◆ **Task inputs**
=== Begin Enclosure ===
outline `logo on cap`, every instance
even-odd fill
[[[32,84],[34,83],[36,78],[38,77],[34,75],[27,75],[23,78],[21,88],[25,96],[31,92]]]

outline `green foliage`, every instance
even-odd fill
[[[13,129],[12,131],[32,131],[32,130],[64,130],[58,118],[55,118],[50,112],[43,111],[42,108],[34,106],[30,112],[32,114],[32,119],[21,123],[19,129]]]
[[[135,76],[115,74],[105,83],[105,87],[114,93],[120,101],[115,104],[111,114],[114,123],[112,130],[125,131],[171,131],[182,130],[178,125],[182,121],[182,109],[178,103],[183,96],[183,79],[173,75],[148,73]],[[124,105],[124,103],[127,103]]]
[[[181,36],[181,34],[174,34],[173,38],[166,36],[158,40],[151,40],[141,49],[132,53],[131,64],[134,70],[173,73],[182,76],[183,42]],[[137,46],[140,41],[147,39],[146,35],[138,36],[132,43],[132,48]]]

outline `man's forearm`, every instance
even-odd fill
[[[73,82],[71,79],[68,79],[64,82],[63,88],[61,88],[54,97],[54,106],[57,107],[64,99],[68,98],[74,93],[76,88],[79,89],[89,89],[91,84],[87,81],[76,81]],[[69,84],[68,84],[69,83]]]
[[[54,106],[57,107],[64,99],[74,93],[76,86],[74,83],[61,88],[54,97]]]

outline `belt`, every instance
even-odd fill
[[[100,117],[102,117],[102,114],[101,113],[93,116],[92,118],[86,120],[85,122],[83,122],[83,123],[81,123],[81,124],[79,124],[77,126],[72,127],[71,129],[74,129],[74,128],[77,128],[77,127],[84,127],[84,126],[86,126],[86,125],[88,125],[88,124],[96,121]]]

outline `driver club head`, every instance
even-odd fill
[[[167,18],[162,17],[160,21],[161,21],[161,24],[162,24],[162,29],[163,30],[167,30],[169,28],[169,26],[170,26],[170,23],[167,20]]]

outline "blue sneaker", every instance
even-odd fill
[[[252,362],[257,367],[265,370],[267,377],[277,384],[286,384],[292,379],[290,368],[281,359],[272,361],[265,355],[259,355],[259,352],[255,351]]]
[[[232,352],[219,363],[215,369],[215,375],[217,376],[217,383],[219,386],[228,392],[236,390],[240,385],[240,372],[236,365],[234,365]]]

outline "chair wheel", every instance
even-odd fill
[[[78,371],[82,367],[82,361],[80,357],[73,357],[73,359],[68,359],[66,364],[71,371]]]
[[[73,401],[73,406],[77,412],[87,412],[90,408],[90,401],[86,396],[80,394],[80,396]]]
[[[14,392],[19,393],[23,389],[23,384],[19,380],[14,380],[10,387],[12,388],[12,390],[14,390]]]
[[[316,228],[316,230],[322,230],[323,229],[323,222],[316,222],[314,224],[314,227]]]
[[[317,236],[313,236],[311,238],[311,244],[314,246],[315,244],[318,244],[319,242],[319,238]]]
=== End Enclosure ===
Reproduce the records above word for word.

outline `logo on cap`, every instance
even-odd fill
[[[32,84],[34,83],[36,78],[38,77],[34,75],[27,75],[23,78],[21,88],[25,96],[31,92]]]

outline `green foliage`, every instance
even-odd fill
[[[13,129],[12,131],[32,131],[32,130],[64,130],[58,118],[55,118],[50,112],[43,111],[42,108],[34,106],[30,112],[32,114],[32,119],[21,123],[19,129]]]
[[[135,76],[115,74],[105,83],[105,87],[114,93],[120,101],[115,104],[111,114],[114,123],[112,130],[125,131],[171,131],[182,130],[178,125],[182,121],[182,109],[178,103],[183,96],[183,79],[173,75],[148,73]],[[124,105],[124,103],[127,103]]]
[[[181,36],[181,34],[174,34],[173,38],[166,36],[158,40],[151,40],[141,49],[132,53],[131,64],[134,70],[173,73],[182,76],[183,42]],[[137,46],[140,41],[147,39],[146,35],[138,36],[132,43],[132,48]]]

outline `man's forearm`, every instance
even-odd fill
[[[73,82],[71,79],[68,79],[64,82],[63,88],[61,88],[54,97],[54,106],[57,107],[64,99],[68,98],[74,93],[76,88],[79,89],[89,89],[91,84],[87,81],[76,81]],[[69,84],[68,84],[69,83]]]
[[[54,106],[57,107],[64,99],[74,93],[76,86],[74,83],[61,88],[54,97]]]

outline `belt`, every instance
even-odd fill
[[[100,117],[102,117],[102,114],[101,113],[93,116],[92,118],[86,120],[85,122],[83,122],[83,123],[81,123],[81,124],[79,124],[77,126],[72,127],[71,129],[74,129],[74,128],[77,128],[77,127],[84,127],[84,126],[86,126],[86,125],[88,125],[88,124],[96,121]]]

outline `driver club head`, every instance
even-odd fill
[[[167,18],[162,17],[160,21],[161,21],[161,24],[162,24],[162,29],[163,30],[167,30],[169,28],[169,26],[170,26],[170,23],[167,20]]]

outline "blue sneaker", every instance
even-odd fill
[[[252,362],[257,367],[265,370],[267,377],[277,384],[286,384],[292,379],[290,368],[281,359],[272,361],[265,355],[259,355],[259,352],[255,351]]]
[[[232,352],[219,363],[215,369],[215,375],[217,376],[217,383],[219,386],[228,392],[236,390],[240,385],[240,372],[236,365],[234,365]]]

outline "chair wheel", every instance
even-odd fill
[[[78,371],[82,367],[82,361],[80,357],[73,357],[73,359],[68,359],[66,364],[71,371]]]
[[[73,401],[73,406],[77,412],[87,412],[90,408],[90,401],[86,396],[80,394],[80,396]]]
[[[14,392],[19,393],[23,389],[23,384],[19,380],[14,380],[10,387],[12,388],[12,390],[14,390]]]
[[[316,228],[316,230],[322,230],[323,229],[323,222],[316,222],[314,224],[314,227]]]
[[[317,236],[313,236],[311,238],[311,244],[314,246],[315,244],[318,244],[319,242],[319,238]]]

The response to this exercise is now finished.